* [DATA IN THIS EXERCISE]:
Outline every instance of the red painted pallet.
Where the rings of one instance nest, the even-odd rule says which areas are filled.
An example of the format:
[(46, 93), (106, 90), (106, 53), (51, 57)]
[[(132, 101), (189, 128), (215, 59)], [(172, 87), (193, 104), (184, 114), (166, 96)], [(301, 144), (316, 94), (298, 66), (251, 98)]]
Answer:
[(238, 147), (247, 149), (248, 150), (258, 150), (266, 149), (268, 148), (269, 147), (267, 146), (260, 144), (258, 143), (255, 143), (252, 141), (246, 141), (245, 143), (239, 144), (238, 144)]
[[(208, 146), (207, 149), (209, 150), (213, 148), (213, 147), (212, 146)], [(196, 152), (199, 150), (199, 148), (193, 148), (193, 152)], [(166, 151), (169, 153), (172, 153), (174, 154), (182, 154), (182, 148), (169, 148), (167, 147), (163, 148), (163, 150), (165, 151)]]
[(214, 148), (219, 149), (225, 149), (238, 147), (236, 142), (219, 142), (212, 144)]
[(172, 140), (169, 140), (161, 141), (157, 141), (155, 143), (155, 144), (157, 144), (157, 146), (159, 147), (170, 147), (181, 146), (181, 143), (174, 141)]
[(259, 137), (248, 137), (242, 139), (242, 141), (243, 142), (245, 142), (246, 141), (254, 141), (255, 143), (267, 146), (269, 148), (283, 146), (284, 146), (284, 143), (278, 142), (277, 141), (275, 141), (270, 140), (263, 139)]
--
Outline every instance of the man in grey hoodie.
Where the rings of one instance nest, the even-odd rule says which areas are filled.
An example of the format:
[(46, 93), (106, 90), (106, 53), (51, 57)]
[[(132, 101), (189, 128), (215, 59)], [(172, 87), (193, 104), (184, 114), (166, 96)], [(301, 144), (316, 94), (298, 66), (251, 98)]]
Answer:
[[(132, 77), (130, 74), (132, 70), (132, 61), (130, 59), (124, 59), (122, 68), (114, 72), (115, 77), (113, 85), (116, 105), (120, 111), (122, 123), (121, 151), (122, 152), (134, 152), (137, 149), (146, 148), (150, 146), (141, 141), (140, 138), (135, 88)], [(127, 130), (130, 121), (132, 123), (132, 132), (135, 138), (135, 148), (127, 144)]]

* [GOAL OF THE EXERCISE]: Copy the lines word for word, starting at the line containing "Outline every instance of the man" and ending after the line containing "148), (127, 144)]]".

* [ANSWER TO THE TASK]:
Outline every instance of the man in grey hoodie.
Where the rings of one instance nest, the even-odd rule says which areas are filled.
An example of the format:
[(46, 93), (106, 90), (106, 53), (51, 57)]
[[(132, 101), (189, 128), (215, 59)], [(172, 87), (193, 104), (184, 114), (166, 96)], [(301, 144), (316, 94), (298, 66), (251, 98)]]
Answer:
[[(132, 77), (130, 74), (132, 70), (132, 61), (130, 59), (124, 59), (122, 68), (114, 72), (115, 77), (113, 85), (116, 105), (120, 111), (122, 123), (121, 151), (122, 152), (134, 152), (137, 149), (146, 148), (150, 146), (141, 141), (140, 138), (135, 88)], [(127, 130), (130, 121), (132, 123), (132, 132), (135, 138), (135, 148), (127, 144)]]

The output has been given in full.